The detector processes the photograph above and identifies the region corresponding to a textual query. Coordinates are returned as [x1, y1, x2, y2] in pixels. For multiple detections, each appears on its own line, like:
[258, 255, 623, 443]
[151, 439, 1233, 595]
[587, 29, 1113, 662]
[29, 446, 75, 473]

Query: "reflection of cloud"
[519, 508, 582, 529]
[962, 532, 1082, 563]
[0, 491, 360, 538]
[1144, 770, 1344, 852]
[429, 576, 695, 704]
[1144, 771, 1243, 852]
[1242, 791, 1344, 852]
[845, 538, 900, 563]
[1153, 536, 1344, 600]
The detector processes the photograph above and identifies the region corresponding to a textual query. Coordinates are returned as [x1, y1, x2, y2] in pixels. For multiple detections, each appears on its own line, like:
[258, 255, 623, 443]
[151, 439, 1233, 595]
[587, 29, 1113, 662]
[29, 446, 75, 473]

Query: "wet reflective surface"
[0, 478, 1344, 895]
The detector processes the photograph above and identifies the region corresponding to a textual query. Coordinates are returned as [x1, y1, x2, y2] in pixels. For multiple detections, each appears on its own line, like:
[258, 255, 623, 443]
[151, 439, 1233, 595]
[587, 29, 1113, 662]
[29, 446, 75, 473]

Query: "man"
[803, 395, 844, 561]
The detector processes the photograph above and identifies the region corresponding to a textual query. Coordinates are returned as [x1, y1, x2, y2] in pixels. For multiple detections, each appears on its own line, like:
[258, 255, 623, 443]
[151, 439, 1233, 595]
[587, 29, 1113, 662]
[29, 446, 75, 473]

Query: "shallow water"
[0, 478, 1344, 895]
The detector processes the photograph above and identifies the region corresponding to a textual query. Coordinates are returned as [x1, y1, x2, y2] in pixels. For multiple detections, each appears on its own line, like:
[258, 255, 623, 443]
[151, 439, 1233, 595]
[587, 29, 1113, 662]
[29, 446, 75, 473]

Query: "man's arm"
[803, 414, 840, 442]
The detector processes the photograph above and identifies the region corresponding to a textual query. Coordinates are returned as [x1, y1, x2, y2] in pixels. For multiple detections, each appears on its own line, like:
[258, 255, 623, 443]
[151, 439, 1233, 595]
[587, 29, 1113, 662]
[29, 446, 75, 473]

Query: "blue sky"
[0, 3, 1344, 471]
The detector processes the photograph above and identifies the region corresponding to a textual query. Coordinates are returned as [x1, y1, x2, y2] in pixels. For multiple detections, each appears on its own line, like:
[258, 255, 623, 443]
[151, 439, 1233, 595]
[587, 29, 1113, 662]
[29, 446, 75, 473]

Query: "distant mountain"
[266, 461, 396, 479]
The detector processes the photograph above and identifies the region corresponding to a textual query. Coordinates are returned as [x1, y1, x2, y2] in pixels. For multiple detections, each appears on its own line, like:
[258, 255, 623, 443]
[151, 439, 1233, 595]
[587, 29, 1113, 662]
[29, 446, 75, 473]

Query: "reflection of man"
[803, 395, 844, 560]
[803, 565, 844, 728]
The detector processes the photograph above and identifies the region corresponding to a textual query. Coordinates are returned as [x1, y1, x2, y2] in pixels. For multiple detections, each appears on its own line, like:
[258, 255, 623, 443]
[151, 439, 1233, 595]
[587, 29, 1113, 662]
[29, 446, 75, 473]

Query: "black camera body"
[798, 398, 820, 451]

──────────────────────────────

> Work to be completed
Reproduce all of the records above, word for word and in the same order.

> Answer
The detector processes the photograph above and identifies the region corresponding to a textual query. Coordinates are returned as [x1, y1, x2, y2] in pixels. For multiple detections, each appears on its own line, like:
[258, 255, 623, 443]
[151, 439, 1233, 595]
[587, 29, 1113, 662]
[29, 446, 75, 473]

Query: "reflection of cloud"
[519, 508, 582, 529]
[962, 532, 1082, 563]
[0, 491, 360, 538]
[1144, 770, 1344, 852]
[429, 576, 695, 704]
[1144, 771, 1243, 852]
[1242, 791, 1344, 852]
[845, 538, 900, 563]
[1153, 536, 1344, 600]
The detector processes the photograph above and identifies the region corresponding to a textual query. Coordinates are returned as [x1, y1, x2, y2] in pixels. For multiple detections, each appears on its own line, like:
[258, 255, 623, 443]
[151, 439, 1233, 595]
[587, 29, 1113, 662]
[29, 446, 75, 473]

Query: "wet reflective surface"
[0, 478, 1344, 895]
The detector processes the photograph above and identifies the region corresponding to a textual query. Coordinates are returned as [x1, y1, x2, y2] in pixels. For multiple detections, each appears on its own line, like:
[258, 255, 623, 443]
[151, 439, 1233, 595]
[587, 29, 1113, 662]
[29, 446, 75, 473]

Query: "man"
[803, 395, 844, 561]
The detector processes the photograph above and identifies the region corresponding to a textual query. Coordinates are returned as [x1, y1, x2, y2] in pixels. For multiple detections, each appears on its own line, like:
[258, 255, 623, 443]
[151, 439, 1233, 595]
[587, 29, 1113, 662]
[29, 446, 75, 473]

Query: "shallow water"
[0, 478, 1344, 895]
The detector processes the photograph above and identifies the region corresponding to a textual query. Coordinates are returned as [x1, y1, x2, y2] in pixels. For multiple detections, each appears on its own line, like:
[258, 255, 623, 443]
[151, 439, 1233, 595]
[587, 29, 1113, 662]
[29, 446, 75, 473]

Query: "man's arm"
[803, 414, 840, 442]
The detector processes the photograph above and identifies the region corresponding to a textual query. Coordinates are returned as [x1, y1, x2, y2] in pixels. For multiple detections, each appears on its own line, like:
[258, 255, 623, 443]
[151, 439, 1233, 595]
[587, 29, 1113, 662]
[29, 446, 75, 473]

Query: "blue sky"
[0, 3, 1344, 471]
The detector processes the photograph above and identifies the region corresponding to a textual query. Coordinates are returned as [x1, y1, x2, y2] in pixels. For multiple detections, each appears on its own line, like:
[258, 255, 623, 443]
[151, 439, 1233, 595]
[587, 29, 1113, 662]
[29, 446, 75, 473]

Query: "distant mountain"
[266, 461, 396, 479]
The detector processes the photograph above and identifies the region corresponding to a textual query. Coordinates are returned as [x1, y1, x2, y2] in pixels. For multiple detections, each appears on its own line, like:
[258, 255, 623, 443]
[151, 439, 1233, 595]
[587, 29, 1113, 662]
[29, 446, 75, 473]

Query: "reflection of man"
[803, 395, 844, 560]
[803, 565, 844, 728]
The detector processes the photograph above and identifies the region corresponding to a textual query. Coordinates are returned as [x1, y1, x2, y2] in pixels. For multiple detections, each appears on its own line, like:
[258, 255, 623, 443]
[151, 439, 1233, 595]
[587, 29, 1113, 662]
[29, 446, 75, 473]

Query: "black camera body"
[798, 398, 820, 451]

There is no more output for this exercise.